- GIVEN RECORDS:
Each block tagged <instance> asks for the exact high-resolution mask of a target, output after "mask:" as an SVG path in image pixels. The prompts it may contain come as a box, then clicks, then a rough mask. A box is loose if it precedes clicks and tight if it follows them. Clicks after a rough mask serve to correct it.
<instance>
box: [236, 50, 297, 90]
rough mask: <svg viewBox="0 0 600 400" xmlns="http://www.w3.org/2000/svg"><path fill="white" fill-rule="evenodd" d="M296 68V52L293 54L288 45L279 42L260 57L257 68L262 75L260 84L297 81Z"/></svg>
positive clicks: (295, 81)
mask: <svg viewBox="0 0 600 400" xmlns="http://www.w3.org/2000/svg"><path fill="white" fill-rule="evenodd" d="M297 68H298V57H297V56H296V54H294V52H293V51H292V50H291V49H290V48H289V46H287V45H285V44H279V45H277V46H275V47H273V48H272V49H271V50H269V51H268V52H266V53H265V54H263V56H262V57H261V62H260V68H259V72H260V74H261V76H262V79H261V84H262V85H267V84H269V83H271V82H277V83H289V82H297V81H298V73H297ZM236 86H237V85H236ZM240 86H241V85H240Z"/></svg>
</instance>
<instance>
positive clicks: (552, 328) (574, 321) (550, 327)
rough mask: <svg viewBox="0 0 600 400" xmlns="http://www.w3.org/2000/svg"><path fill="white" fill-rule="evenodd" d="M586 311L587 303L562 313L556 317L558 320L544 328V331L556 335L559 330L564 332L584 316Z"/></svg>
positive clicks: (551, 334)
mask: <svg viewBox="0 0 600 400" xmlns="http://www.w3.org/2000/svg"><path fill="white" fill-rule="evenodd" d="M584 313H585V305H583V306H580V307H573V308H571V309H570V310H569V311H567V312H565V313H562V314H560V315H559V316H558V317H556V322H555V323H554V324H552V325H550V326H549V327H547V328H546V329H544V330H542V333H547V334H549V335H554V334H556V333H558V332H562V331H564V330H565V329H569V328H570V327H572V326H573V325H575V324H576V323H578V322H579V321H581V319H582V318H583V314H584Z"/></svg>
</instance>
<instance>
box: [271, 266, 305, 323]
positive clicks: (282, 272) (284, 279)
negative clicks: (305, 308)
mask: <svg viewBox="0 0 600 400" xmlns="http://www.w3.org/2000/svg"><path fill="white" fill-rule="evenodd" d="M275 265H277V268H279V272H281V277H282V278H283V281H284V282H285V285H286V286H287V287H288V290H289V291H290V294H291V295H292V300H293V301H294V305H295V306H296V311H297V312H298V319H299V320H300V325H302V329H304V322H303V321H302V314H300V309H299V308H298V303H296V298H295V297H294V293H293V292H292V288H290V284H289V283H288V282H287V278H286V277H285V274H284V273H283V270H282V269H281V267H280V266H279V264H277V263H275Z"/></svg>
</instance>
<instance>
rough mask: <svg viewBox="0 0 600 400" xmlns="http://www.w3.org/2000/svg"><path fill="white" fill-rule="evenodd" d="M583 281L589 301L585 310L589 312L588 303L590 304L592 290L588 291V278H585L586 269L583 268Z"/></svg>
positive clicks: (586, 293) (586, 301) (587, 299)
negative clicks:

- DIRECTIONS FOR THIS TASK:
Copy everything from the start of the entries down to the line that contains "box: [236, 50, 297, 90]", including that line.

- ANSWER BOX:
Each block tagged <instance> asks for the exact high-resolution mask of a target, output after "mask:" as an SVG path in image pixels. The prompts it may contain come as a box, then clicks, then a rough mask. A box is loose if it precedes clicks and tight if it follows them. Clicks after a rough mask serve to correct it.
<instance>
box: [236, 50, 297, 90]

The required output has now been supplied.